» What you will do: Quote every line of the data below as it stands, omitting pictures.

Start of Data for analysis

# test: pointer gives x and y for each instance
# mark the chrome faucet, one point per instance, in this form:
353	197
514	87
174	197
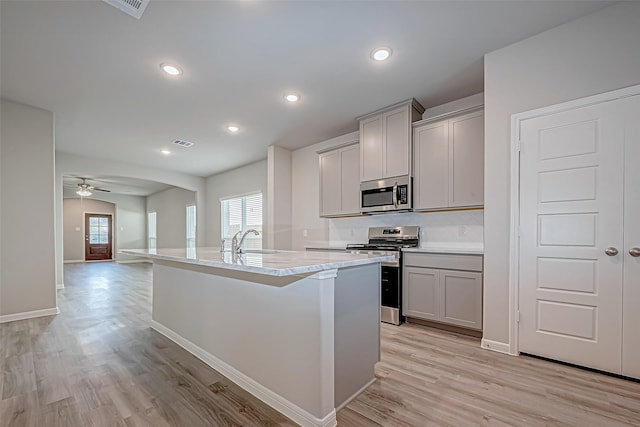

End of Data for analysis

» Result below:
# test: pointer gives x and y for each instance
# mark the chrome faucet, one point per instance, in this form:
353	197
514	87
174	197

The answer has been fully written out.